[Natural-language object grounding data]
========================================

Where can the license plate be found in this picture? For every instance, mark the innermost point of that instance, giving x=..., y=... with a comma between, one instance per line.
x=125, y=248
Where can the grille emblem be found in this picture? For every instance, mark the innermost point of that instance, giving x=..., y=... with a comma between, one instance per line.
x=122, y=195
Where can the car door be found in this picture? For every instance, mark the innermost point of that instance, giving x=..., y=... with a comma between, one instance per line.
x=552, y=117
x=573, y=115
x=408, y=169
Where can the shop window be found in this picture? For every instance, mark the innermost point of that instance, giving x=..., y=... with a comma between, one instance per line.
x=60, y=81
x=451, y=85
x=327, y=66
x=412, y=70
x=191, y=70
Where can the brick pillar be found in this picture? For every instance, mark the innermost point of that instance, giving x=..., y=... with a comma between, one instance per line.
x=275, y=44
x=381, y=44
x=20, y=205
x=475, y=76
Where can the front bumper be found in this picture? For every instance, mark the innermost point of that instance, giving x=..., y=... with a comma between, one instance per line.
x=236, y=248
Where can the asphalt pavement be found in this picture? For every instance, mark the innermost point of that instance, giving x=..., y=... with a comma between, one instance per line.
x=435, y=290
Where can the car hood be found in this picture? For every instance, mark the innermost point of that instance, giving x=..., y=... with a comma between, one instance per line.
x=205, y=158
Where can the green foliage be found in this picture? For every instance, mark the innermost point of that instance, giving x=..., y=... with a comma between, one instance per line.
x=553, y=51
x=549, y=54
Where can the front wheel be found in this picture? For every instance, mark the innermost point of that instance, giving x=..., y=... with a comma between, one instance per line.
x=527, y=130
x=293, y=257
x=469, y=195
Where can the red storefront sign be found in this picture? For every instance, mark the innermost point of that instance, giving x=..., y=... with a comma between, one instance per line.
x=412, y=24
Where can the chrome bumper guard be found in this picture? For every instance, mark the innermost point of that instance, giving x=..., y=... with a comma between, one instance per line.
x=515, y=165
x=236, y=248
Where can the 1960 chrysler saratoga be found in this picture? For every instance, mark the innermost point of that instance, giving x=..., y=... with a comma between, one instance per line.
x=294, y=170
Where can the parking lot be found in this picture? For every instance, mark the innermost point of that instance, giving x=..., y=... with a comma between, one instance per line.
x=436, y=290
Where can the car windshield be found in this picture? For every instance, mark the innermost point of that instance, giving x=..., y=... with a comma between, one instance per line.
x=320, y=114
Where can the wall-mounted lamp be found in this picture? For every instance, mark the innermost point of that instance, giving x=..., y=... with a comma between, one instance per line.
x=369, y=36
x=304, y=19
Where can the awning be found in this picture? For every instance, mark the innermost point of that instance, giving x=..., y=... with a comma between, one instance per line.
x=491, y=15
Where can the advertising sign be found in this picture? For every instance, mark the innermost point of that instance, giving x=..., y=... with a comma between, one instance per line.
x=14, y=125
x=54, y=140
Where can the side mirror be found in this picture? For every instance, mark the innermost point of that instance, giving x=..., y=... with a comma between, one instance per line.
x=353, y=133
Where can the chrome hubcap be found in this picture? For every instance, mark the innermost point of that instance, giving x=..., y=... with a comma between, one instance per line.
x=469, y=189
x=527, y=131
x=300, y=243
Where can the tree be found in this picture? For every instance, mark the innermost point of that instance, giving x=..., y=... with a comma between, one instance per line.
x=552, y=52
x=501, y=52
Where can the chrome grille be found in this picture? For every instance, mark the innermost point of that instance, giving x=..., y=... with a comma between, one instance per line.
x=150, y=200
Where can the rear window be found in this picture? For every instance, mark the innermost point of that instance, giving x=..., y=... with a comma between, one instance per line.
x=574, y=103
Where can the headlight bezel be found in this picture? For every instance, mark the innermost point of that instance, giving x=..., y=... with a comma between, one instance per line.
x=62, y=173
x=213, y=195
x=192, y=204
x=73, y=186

========================================

TASK OBJECTIVE
An exact copy of every entry is the expected result.

ANSWER TO THE EXERCISE
Where can the license plate be found in this picture? For every instance, mark the innermost point of that instance, giving x=..., y=... with a comma between, one instance per line.
x=125, y=248
Where can the grille emblem be found in this picture? For every instance, mark the innermost point of that instance, giving x=..., y=... with a comma between, one instance per line.
x=122, y=195
Where can the car door be found in this picture? For every instance, mark the innermost point of that instance, giving x=..., y=... with a comma between, one instance per line.
x=552, y=117
x=573, y=115
x=408, y=169
Where can the shop window be found in this picture? For every instance, mark the innermost point of that instance, giving x=..., y=... with a comma between, one instance per line.
x=60, y=81
x=451, y=85
x=327, y=66
x=412, y=70
x=191, y=70
Where can the brick pillar be found in this picture? For every instance, mark the innermost point of that instance, giving x=..., y=... with a comma between, one instance per line.
x=275, y=44
x=381, y=44
x=20, y=205
x=475, y=76
Where can the front bumper be found in this picture? For every instance, mark the innermost point of that instance, giving x=..., y=... with a comma between, one instance per line.
x=236, y=248
Where can the asphalt pavement be found in this picture? For every instance, mark the innermost point of that instance, giving x=..., y=... with a comma between, one instance per line.
x=435, y=290
Where can the car hood be found in this picture? For every instance, mark the innermost point of that instance, giving x=..., y=... with a comma between, one instance per line.
x=205, y=158
Where can the green foliage be found in this picture? For every instance, mark the innermost point of that instance, giving x=..., y=... with a comma between, one instance per line.
x=553, y=51
x=549, y=54
Where can the front wheel be found in this picture? For every instance, mark the innermost point of that instance, giving x=..., y=... with a comma between, one instance per line.
x=527, y=130
x=293, y=257
x=469, y=195
Where can the red storefront sign be found in this picture? For every instance, mark the innermost point of that instance, giving x=..., y=... with a comma between, one instance per line.
x=412, y=24
Where can the chrome bumper guard be found in this picture? For every instance, mark the innermost point of that instance, giving x=..., y=... with a comma between, one instance per line.
x=515, y=165
x=236, y=248
Where can the 1960 chrysler saratoga be found in this picture? For every instance, mark the innermost point of that instance, giving x=..., y=... with a comma between, one instance per line.
x=294, y=170
Where can the parking lot be found in this picture? For every instance, mark the innermost point of that instance, giving x=..., y=... with a comma between, one instance per line.
x=436, y=290
Where can the car windshield be found in this picture? For every instance, mark the innermost point of that instance, giving x=..., y=... with a comma between, one instance per line.
x=320, y=114
Where can the wall-mounted lamp be found in this picture? For every instance, mark the innermost point of that instance, giving x=..., y=... with a comma between, one instance per line.
x=369, y=36
x=304, y=19
Where can the awning be found in this picture? For every instance, mark the innermost point of that instance, giving x=..., y=... with a comma between, one instance per line.
x=491, y=15
Where can the advertising sign be found in this picture? For every instance, mark the innermost point of that instance, giving x=..., y=... with a comma between, one instance per line.
x=14, y=125
x=54, y=140
Where can the side mirror be found in this picture? For every instance, mark the innermost point of that instance, giving x=..., y=... with a comma between, one instance per line.
x=353, y=133
Where can the chrome hubcap be found in this picture? For every instance, mark the innermost point of that instance, giving x=..., y=... with a comma between, one instance per line.
x=469, y=189
x=527, y=131
x=300, y=243
Where can the tree be found in this picture? For every instance, mark the innermost point of that instance, giving x=..., y=... with a comma between, one instance per line.
x=552, y=52
x=501, y=52
Where can the chrome grille be found in this picture? For every instance, mark the innermost point of that instance, giving x=..., y=... with a comma between, one instance per line.
x=150, y=200
Where can the rear window be found in this picture? For every instance, mark the innermost point of that instance, giving x=..., y=... with a comma between, one instance per line.
x=574, y=103
Where can the headlight bezel be found in this picture? For every instance, mark the innermost point of that instance, giving x=..., y=... with a comma between, one instance per line.
x=62, y=173
x=213, y=195
x=192, y=204
x=73, y=186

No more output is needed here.